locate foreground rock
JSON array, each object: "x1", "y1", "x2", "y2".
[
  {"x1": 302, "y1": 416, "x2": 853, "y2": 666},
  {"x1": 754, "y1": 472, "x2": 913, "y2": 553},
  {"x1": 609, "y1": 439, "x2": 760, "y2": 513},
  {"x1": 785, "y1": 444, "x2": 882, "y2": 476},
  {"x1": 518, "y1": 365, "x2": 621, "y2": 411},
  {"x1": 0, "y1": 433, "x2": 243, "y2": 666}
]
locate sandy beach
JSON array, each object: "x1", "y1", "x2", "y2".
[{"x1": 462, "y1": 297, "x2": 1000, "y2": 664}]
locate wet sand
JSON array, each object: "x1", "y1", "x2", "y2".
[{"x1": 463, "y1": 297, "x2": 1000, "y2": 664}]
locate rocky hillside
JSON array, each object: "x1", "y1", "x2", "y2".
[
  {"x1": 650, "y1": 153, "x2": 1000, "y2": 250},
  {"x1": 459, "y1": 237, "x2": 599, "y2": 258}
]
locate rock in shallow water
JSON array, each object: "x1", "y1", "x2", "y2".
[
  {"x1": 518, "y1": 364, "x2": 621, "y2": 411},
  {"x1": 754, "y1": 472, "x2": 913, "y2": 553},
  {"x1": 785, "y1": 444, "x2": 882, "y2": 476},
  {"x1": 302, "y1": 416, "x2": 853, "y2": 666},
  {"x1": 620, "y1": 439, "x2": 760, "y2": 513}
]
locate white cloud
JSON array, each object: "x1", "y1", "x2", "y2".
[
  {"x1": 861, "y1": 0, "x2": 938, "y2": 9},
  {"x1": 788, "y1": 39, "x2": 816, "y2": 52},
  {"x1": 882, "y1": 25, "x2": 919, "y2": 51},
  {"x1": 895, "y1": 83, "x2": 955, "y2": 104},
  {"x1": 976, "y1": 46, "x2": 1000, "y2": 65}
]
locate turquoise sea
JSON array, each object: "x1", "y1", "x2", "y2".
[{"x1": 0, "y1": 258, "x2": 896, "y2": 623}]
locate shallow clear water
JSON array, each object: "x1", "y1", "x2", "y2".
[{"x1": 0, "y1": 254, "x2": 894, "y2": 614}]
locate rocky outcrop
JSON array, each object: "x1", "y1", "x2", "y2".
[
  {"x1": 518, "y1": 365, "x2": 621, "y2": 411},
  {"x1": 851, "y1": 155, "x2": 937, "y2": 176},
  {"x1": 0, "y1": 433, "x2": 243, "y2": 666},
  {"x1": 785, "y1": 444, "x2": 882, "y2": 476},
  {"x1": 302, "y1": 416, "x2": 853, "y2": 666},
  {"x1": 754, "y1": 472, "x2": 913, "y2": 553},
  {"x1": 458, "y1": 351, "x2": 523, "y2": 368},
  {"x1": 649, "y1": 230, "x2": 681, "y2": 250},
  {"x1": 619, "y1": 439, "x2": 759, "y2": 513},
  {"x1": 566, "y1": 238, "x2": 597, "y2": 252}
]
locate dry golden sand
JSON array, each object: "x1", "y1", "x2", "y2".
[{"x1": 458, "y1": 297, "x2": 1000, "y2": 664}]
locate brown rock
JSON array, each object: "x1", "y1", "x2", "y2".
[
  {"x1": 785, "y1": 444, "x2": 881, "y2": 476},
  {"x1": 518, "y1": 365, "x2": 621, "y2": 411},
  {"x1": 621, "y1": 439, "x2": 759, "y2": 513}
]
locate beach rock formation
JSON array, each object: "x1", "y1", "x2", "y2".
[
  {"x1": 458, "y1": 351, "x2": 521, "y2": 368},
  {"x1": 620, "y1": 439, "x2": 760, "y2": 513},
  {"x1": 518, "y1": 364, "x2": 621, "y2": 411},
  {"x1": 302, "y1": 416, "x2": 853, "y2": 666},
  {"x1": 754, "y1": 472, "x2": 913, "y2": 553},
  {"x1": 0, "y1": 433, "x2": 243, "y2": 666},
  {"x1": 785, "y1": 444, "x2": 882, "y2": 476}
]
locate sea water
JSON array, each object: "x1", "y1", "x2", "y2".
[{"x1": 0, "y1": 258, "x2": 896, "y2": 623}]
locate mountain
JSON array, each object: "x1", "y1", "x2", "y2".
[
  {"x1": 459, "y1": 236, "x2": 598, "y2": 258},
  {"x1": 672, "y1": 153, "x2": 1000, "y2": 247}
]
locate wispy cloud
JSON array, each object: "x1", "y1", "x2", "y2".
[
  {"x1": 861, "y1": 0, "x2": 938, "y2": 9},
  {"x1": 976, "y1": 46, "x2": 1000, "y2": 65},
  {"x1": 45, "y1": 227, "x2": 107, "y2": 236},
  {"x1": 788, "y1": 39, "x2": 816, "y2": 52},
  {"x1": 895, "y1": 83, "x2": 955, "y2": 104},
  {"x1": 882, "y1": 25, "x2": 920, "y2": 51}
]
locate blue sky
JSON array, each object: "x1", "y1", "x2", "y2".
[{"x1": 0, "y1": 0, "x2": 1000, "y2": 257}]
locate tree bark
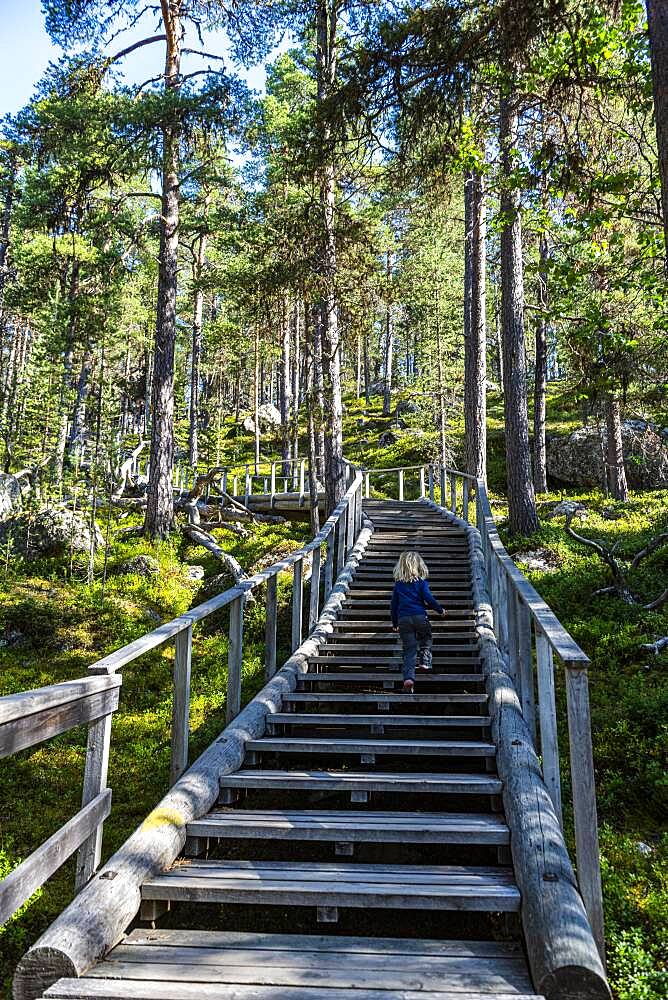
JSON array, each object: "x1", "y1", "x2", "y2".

...

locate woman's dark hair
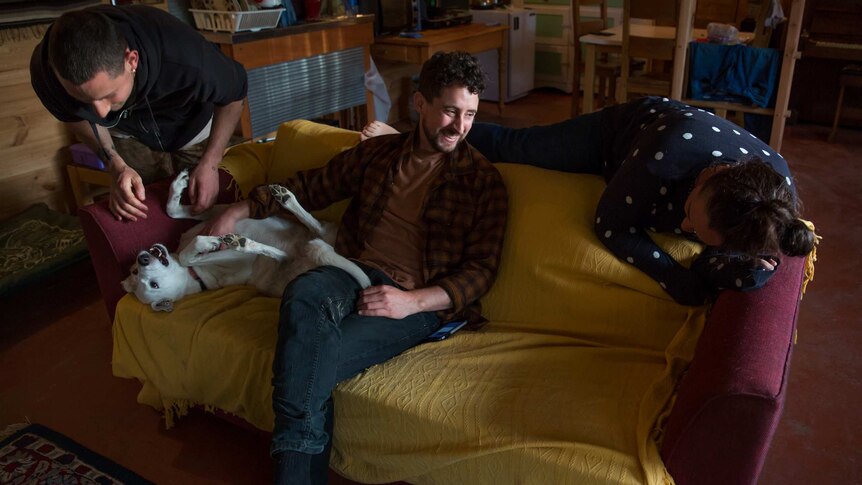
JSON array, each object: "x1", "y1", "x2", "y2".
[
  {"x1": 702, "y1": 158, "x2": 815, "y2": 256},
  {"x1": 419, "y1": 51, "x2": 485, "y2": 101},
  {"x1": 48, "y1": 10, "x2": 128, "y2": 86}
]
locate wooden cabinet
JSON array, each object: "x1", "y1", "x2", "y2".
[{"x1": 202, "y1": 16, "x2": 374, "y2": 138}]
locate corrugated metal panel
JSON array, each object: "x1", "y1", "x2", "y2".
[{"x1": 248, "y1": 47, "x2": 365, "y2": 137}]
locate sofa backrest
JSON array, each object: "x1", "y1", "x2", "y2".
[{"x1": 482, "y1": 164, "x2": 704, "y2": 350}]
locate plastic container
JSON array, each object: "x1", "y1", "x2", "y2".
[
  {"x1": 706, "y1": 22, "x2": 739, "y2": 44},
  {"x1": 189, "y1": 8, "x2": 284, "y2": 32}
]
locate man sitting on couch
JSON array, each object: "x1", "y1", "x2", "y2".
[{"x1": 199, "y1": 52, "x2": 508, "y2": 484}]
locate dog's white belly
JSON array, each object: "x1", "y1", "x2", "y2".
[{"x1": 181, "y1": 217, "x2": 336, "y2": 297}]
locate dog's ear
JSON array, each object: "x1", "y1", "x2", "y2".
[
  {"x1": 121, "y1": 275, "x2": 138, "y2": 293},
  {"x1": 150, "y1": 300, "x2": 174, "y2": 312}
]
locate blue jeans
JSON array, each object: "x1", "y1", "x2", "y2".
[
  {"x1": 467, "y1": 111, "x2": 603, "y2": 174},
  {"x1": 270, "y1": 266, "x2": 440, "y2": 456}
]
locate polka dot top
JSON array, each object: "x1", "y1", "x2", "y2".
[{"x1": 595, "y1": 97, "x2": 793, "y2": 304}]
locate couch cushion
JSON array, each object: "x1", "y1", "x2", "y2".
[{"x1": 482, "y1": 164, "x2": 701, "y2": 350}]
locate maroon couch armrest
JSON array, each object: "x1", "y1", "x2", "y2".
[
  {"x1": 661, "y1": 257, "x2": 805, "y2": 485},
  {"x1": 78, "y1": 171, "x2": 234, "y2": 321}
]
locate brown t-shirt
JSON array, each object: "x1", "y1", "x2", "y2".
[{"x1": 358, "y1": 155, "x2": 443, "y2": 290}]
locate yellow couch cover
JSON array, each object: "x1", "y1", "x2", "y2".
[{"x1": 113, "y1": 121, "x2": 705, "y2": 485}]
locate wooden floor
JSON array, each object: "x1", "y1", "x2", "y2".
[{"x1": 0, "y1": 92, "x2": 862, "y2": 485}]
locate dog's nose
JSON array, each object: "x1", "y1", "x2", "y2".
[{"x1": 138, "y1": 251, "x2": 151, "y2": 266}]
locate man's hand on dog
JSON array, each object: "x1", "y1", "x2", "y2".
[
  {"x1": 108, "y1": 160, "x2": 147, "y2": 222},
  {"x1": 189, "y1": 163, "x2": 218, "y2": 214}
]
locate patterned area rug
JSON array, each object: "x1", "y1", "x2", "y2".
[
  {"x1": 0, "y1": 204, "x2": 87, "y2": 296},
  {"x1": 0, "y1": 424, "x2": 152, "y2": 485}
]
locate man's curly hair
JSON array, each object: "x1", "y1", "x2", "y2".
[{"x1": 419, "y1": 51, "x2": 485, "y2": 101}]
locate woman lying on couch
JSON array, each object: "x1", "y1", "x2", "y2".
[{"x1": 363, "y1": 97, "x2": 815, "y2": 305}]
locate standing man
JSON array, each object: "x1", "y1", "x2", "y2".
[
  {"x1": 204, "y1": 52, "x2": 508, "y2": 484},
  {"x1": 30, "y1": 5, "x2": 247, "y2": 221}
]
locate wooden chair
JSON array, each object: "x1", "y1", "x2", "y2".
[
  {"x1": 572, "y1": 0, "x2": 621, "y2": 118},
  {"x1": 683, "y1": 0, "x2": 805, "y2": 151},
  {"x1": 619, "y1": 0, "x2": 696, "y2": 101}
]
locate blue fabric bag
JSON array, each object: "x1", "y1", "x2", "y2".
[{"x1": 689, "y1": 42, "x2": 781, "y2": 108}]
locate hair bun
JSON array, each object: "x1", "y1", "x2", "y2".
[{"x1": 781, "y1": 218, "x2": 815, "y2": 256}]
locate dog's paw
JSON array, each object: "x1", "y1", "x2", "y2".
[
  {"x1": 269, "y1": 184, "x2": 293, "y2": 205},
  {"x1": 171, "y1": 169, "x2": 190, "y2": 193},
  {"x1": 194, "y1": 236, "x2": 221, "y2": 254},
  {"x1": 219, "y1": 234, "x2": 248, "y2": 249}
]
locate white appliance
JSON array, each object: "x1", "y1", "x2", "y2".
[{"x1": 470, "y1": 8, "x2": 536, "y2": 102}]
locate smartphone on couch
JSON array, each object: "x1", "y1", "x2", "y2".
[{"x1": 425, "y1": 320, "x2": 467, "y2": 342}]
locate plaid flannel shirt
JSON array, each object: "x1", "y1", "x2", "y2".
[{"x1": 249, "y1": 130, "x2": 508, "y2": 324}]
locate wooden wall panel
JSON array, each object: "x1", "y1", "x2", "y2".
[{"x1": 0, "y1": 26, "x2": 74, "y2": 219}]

* * *

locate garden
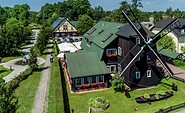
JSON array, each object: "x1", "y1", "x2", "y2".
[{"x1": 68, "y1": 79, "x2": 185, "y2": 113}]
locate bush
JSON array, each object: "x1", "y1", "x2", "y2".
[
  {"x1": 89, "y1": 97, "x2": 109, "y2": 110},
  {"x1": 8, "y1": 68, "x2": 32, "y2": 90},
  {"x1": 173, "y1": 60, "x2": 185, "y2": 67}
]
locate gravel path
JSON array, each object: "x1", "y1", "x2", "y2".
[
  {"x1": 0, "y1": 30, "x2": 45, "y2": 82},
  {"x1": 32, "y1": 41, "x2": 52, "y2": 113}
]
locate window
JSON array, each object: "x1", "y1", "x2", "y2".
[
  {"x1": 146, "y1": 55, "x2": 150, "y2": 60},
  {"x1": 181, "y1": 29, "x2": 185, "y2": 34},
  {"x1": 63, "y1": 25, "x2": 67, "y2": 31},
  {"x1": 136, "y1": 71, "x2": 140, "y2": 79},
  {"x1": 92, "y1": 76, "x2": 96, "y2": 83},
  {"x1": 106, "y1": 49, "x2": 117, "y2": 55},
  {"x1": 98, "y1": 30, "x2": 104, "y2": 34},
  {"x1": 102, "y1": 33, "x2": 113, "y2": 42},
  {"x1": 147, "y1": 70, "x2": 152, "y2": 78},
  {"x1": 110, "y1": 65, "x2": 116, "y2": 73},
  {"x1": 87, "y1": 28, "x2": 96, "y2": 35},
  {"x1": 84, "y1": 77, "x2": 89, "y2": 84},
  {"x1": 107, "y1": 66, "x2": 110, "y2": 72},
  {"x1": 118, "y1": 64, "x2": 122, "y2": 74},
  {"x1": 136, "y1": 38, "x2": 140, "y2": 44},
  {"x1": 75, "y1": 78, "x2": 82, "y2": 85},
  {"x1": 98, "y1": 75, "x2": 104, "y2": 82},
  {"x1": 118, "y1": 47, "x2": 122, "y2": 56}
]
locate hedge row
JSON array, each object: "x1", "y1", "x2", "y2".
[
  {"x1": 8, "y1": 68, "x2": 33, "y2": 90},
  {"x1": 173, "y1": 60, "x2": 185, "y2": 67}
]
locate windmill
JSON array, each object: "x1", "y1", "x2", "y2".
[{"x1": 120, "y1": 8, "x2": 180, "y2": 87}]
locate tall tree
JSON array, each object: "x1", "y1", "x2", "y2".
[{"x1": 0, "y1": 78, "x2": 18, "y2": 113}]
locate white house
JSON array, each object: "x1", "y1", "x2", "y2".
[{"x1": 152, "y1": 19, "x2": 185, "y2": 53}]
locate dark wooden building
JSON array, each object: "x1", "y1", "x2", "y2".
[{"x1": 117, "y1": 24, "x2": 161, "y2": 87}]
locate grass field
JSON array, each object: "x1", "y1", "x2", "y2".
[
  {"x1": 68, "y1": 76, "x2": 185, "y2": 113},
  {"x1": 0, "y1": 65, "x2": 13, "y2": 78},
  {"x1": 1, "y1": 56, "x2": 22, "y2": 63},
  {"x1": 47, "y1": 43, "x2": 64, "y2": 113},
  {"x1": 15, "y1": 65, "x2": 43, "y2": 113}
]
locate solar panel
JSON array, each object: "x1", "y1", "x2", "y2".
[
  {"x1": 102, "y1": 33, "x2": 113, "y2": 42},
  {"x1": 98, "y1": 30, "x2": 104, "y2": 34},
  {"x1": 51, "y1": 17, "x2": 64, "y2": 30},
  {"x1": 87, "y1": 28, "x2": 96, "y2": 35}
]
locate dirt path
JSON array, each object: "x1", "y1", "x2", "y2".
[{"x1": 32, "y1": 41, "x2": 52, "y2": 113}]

Exercise prompt: Count the lines in the records above that contain the string "path". Reply with that number alone.

Solved problem: 2